=== DATA PROVIDED ===
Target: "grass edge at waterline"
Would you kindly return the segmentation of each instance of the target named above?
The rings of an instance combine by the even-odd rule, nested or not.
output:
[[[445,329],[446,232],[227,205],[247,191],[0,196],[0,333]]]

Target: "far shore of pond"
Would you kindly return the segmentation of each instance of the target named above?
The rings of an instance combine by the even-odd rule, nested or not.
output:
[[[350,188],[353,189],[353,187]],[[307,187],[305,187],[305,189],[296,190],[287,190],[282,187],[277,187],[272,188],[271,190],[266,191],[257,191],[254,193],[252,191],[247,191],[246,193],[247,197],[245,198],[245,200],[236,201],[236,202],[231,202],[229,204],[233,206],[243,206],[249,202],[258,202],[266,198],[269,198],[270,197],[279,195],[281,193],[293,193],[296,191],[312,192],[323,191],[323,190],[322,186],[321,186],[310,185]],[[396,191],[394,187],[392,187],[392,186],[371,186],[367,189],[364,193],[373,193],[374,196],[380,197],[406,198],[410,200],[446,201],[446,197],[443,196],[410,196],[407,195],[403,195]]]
===
* DO THIS: Reproduce every line of the entries above verbatim, without changing any character.

* SOLUTION FOR THIS TASK:
Target: "grass edge at waterline"
Would you kindly return the segmentation of each instance of the target named above?
The rings of an instance combine by the even-odd rule, nested or not.
output:
[[[445,329],[446,232],[227,205],[247,191],[0,196],[0,333]]]

Target: "far shore of pond"
Would you kindly return the segmentation of each instance of the target named above?
The rings of an instance combine by the even-odd rule, nested or not.
output:
[[[350,188],[353,189],[353,187]],[[307,187],[305,187],[305,189],[296,190],[287,190],[282,187],[277,187],[272,188],[271,190],[266,191],[257,191],[254,193],[252,191],[247,191],[246,193],[247,197],[245,198],[245,200],[236,201],[236,202],[231,202],[229,204],[233,206],[243,206],[249,202],[258,202],[266,198],[269,198],[270,197],[279,195],[281,193],[293,193],[296,191],[312,192],[323,191],[323,190],[322,186],[321,186],[310,185]],[[396,191],[394,187],[392,187],[392,186],[371,186],[367,189],[364,193],[373,193],[374,196],[380,197],[406,198],[410,200],[446,201],[446,197],[443,196],[410,196],[407,195],[403,195]]]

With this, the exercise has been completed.